## What you are asked to do:
Print the lines from the one containing "Outline every instance of the water" through the one containing "M 44 127 L 54", both included, exactly as they stand.

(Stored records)
• • • • • • •
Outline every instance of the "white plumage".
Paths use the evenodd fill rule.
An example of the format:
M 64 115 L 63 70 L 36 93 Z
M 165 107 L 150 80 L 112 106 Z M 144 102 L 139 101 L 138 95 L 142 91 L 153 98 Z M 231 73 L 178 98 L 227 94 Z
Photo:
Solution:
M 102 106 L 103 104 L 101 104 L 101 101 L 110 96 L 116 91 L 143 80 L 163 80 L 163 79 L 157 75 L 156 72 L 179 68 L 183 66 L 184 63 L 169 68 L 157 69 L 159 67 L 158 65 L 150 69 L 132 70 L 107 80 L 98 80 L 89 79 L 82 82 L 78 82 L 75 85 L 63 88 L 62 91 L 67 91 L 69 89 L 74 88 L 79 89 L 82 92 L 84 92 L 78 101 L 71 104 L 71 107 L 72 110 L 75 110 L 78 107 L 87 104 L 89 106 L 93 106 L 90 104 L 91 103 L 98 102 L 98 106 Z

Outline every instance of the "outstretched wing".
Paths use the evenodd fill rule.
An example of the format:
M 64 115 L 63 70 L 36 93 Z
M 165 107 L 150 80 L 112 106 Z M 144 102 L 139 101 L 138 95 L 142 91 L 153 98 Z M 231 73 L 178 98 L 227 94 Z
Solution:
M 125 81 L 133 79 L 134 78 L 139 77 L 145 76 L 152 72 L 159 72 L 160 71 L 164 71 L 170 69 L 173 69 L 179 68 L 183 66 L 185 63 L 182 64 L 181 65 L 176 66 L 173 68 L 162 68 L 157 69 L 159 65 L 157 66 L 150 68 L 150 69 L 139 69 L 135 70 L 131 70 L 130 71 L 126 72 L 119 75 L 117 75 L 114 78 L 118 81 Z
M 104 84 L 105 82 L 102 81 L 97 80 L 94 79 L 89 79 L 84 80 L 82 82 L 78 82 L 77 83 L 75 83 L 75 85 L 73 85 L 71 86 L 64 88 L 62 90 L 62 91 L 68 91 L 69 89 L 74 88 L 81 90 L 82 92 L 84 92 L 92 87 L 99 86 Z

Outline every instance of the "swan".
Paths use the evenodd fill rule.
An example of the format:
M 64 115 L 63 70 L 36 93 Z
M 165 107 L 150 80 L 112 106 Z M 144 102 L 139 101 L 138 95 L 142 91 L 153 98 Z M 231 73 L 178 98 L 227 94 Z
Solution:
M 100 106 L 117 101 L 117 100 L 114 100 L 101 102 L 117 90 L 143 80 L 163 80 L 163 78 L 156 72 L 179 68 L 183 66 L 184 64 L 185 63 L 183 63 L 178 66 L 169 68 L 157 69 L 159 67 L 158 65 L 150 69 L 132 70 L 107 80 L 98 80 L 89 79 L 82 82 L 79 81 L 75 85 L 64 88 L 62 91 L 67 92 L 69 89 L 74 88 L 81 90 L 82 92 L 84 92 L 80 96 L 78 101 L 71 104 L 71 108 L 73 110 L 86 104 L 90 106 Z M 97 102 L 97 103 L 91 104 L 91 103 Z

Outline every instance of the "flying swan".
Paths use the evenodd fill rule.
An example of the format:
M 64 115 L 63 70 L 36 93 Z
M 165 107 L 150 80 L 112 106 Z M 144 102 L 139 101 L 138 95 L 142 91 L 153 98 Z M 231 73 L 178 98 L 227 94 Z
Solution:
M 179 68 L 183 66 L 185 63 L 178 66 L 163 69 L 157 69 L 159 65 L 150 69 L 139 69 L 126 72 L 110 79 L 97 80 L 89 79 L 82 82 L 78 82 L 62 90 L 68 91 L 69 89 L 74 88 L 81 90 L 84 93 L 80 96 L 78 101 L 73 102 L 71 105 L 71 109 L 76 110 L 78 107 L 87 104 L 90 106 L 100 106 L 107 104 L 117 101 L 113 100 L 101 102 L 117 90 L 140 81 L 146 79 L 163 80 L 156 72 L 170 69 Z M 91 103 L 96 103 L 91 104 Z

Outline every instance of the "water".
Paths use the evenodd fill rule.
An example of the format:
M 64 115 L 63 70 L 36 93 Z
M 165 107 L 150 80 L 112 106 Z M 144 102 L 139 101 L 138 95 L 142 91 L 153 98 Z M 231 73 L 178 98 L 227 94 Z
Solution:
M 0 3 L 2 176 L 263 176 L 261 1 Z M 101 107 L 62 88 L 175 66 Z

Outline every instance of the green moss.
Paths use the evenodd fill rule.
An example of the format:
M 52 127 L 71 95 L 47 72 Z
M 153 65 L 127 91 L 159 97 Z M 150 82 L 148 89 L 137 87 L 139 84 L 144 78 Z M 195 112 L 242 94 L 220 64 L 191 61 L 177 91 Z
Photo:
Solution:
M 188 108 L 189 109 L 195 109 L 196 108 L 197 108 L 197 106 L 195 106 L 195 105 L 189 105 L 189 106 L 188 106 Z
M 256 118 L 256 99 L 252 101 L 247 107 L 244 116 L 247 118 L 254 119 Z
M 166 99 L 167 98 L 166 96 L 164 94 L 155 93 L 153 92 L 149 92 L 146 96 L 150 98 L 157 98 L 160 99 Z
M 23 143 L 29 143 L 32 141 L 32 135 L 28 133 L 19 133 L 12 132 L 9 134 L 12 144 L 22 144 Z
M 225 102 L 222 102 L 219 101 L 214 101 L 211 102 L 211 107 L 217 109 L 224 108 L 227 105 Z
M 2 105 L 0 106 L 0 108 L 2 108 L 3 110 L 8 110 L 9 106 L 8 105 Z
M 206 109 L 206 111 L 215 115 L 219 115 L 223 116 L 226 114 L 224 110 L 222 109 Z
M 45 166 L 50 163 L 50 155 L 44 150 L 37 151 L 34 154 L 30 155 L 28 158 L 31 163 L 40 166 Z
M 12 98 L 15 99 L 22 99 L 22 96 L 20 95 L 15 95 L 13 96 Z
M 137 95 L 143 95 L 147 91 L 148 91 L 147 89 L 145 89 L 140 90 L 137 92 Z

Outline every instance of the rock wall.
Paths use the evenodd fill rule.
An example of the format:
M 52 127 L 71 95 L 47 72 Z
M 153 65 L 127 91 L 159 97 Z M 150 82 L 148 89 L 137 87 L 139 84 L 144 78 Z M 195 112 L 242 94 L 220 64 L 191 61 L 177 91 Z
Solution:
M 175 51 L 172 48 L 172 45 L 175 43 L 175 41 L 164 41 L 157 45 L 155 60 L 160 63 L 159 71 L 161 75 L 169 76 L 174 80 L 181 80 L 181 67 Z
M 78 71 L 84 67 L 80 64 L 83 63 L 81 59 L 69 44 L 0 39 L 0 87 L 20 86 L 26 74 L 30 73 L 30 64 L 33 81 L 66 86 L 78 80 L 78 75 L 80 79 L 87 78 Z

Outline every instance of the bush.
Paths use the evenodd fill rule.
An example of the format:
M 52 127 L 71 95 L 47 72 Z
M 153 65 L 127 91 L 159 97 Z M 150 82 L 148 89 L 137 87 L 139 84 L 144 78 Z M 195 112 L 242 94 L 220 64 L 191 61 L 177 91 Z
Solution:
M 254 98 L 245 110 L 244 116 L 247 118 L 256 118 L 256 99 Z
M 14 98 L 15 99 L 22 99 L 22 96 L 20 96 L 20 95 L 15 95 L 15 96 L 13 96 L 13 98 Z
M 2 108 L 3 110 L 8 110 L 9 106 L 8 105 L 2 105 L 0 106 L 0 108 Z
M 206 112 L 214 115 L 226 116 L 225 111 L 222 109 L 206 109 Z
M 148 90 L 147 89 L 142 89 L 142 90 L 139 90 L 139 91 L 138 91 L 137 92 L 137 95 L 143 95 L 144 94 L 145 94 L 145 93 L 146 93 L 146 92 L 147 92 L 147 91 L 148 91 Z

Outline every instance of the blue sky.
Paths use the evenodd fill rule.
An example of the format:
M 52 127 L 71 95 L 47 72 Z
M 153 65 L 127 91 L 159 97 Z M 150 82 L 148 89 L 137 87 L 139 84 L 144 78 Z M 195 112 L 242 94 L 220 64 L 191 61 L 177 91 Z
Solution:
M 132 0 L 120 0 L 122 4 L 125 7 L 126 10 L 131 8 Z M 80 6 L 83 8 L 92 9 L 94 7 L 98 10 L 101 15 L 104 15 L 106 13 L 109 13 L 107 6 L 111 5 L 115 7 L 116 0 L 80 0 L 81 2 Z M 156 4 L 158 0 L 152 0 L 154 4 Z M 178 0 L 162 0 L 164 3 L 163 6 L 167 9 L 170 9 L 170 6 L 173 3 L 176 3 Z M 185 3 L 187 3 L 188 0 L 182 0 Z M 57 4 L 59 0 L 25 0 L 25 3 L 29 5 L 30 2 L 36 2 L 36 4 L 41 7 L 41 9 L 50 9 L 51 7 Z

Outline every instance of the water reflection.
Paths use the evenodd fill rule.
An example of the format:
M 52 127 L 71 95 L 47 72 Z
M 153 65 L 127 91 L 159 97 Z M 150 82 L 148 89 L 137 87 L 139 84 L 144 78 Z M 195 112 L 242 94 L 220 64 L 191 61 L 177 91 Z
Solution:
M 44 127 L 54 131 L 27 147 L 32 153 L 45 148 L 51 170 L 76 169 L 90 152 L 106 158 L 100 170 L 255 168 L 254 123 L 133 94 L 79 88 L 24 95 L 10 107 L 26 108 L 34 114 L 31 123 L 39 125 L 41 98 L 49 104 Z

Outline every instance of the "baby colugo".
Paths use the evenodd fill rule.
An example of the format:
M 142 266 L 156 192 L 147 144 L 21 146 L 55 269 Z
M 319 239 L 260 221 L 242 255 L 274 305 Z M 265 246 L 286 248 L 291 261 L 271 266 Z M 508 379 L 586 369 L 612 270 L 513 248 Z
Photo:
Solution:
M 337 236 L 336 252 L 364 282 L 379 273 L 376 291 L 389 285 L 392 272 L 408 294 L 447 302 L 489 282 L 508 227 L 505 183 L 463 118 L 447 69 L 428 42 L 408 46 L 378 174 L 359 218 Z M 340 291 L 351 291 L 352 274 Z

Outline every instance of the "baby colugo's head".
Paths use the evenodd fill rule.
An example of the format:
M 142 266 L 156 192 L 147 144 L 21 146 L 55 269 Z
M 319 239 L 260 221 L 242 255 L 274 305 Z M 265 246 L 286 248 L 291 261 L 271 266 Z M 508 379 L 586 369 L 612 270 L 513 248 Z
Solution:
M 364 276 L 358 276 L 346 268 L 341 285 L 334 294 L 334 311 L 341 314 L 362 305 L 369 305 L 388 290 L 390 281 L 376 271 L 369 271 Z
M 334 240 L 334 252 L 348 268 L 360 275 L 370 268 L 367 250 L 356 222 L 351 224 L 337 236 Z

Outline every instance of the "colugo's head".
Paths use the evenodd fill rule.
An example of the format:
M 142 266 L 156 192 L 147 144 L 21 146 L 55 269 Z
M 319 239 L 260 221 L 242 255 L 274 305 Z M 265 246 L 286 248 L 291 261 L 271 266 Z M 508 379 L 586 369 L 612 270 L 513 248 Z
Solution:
• • • • • • •
## Completed exercise:
Outline every instance of the water reflection.
Paths use the evenodd fill rule.
An example of the format:
M 52 127 L 71 95 L 47 72 Z
M 153 65 L 127 91 L 159 97 Z M 150 82 L 148 89 L 137 87 L 139 84 L 144 78 Z M 195 112 L 242 94 L 220 64 L 191 61 L 177 91 Z
Solution:
M 44 127 L 54 131 L 27 147 L 32 153 L 45 148 L 51 170 L 76 169 L 90 152 L 106 158 L 100 170 L 255 168 L 254 123 L 133 94 L 79 88 L 24 95 L 10 107 L 26 108 L 34 114 L 31 123 L 39 125 L 41 98 L 49 104 Z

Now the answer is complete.